### REQUIRED WORK
Reproduce all the entries, matching the original word for word.

### SOURCE RECORDS
---
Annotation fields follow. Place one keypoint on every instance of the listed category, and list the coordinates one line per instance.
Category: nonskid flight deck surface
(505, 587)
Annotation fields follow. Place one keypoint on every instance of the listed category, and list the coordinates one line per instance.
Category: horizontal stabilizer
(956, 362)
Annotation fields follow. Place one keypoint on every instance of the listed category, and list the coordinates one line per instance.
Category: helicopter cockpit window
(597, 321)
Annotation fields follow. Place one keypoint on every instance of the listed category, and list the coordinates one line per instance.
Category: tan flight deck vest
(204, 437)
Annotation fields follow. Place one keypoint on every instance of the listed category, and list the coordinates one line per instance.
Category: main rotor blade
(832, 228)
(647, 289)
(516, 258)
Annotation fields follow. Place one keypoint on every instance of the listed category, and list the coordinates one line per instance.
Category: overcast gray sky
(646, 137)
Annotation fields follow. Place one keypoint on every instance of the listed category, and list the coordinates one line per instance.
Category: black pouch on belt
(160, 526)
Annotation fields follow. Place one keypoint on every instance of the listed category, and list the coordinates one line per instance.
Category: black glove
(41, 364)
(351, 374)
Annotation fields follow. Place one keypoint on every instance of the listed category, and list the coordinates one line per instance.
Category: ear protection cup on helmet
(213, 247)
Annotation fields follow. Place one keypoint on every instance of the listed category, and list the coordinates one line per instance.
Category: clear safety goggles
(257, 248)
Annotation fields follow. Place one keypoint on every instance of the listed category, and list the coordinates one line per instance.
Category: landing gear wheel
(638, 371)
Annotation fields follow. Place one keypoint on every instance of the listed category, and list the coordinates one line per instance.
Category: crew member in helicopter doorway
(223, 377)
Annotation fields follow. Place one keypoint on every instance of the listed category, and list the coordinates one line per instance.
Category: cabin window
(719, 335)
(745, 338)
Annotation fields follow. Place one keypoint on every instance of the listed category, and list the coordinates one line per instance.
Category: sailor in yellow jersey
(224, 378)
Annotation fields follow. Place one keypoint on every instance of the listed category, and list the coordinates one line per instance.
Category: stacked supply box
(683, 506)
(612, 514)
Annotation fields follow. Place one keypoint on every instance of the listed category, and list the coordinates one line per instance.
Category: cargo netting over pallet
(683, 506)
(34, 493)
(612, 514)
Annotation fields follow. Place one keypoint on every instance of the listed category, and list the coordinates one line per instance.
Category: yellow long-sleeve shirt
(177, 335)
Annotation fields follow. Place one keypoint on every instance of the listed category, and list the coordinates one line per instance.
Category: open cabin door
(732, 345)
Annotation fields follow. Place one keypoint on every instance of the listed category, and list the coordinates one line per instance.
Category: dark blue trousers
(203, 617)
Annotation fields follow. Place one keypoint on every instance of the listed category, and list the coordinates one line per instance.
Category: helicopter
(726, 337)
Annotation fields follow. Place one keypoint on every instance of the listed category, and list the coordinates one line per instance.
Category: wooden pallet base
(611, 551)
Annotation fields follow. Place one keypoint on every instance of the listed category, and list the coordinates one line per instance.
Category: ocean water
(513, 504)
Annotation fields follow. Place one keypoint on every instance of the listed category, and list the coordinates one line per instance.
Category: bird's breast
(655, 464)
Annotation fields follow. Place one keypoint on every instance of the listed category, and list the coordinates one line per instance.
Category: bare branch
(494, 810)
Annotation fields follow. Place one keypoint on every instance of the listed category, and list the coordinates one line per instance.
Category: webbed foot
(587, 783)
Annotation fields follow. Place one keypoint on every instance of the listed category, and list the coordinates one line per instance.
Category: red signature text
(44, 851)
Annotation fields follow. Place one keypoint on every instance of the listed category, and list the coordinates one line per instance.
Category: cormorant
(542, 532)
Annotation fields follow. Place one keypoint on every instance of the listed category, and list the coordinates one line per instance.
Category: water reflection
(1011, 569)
---
### ANSWER SPACE
Annotation fields follow. Place one keypoint on every instance of the listed category, and list the coordinates one line per instance.
Category: nonskid flight deck surface
(505, 587)
Annotation fields follow. Place one keypoint on every instance of the listed category, and list the coordinates one line per instance.
Category: horizontal stabilizer
(956, 362)
Annotation fields follow. Place one keypoint on every instance of the listed category, and list the coordinates one line per instance.
Category: helicopter cockpit window
(597, 321)
Annotation fields follow. Place one keypoint on every instance of the listed category, and list the coordinates one line per instance.
Category: tan flight deck vest
(204, 437)
Annotation fields follow. Place one keypoint on every instance of the listed category, and list the coordinates one line per instance.
Category: main rotor blade
(832, 228)
(647, 289)
(516, 258)
Annotation fields follow. Place one keypoint on every instance of the listed category, and list the coordinates one line per instance.
Category: overcast gray sky
(646, 137)
Annotation fields follow. Place one keypoint on every instance of the listed category, and list the coordinates one line per instance.
Category: black pouch on belt
(160, 526)
Annotation fields follow. Place one keypoint on every instance of the listed category, and list the coordinates one line per instance.
Category: black glove
(41, 364)
(351, 374)
Annotation fields follow. Place one keypoint on every instance of the listed category, and list the coordinates one line per instance.
Category: ear protection cup on helmet
(213, 247)
Annotation fields follow. Place one keypoint on every instance of the listed category, and list the coordinates one line per instance.
Category: clear safety goggles
(257, 248)
Annotation fields follow. Place one keypoint on every instance of the listed category, and list the coordinates one line per instance.
Category: landing gear wheel
(638, 371)
Annotation fields follow. Place one keypoint on every instance of the listed category, and list the coordinates one line per instance.
Category: crew member in helicopter doorway
(223, 377)
Annotation fields follow. Place one keypoint on every instance of the listed category, and list the coordinates one line per instance.
Category: cabin window
(719, 335)
(745, 338)
Annotation fields follow. Place one keypoint on every instance of the listed category, and list the coordinates one line per instance.
Category: sailor in yellow jersey
(224, 378)
Annotation fields follow. Place one keypoint on every instance of the listed category, and list the coordinates one line per instance.
Category: stacked supply box
(683, 506)
(612, 514)
Annotation fields follow. Place one keypoint on every instance of the listed category, and list the coordinates one line per instance.
Category: cargo netting over pallet
(683, 506)
(34, 493)
(612, 514)
Annotation fields follow. Place one keypoint on every instance of the listed category, and list the coordinates one line per instance.
Category: yellow long-sleeve shirt
(177, 335)
Annotation fields follow. Place one keypoint on every instance of the listed category, and list the coordinates one line per instance.
Category: open cabin door
(732, 345)
Annotation fields follow. Place one keypoint on every instance of the listed category, and list the coordinates one line per instance.
Category: dark blue trousers
(203, 617)
Annotation fields follow. Place one keypoint on every instance of the listed category, and list the coordinates one line per instance.
Category: helicopter
(726, 337)
Annotation fields follow. Place one keypoint on every instance of the listed category, and list the coordinates one line per instance.
Category: wooden pallet base
(611, 551)
Annotation fields follow. Place one keypoint on every instance of the listed category, and list the coordinates one line per instance.
Category: ocean water
(513, 504)
Annotation fields follow. Place one keypoint on every instance of the listed category, and list the coordinates one line per instance.
Category: bird's breast
(655, 464)
Annotation fields follow. Place one keypoint on every instance of the listed category, and list the coordinates one line per instance.
Category: bare branch
(494, 810)
Annotation fields follow. Place one keypoint on every instance of the listed category, and list the coordinates one line per instance.
Category: webbed foot
(587, 783)
Annotation fields follow. Place one keypoint on every instance of the listed category, and list the coordinates one line per instance.
Category: red signature text
(44, 851)
Annotation fields follow. Place one keypoint on every instance of the listed category, and list the coordinates one line per instance.
Category: cormorant
(542, 532)
Annotation fields follow. Place one keypoint on every instance of the listed category, and list the coordinates one line per instance.
Category: water reflection
(1011, 569)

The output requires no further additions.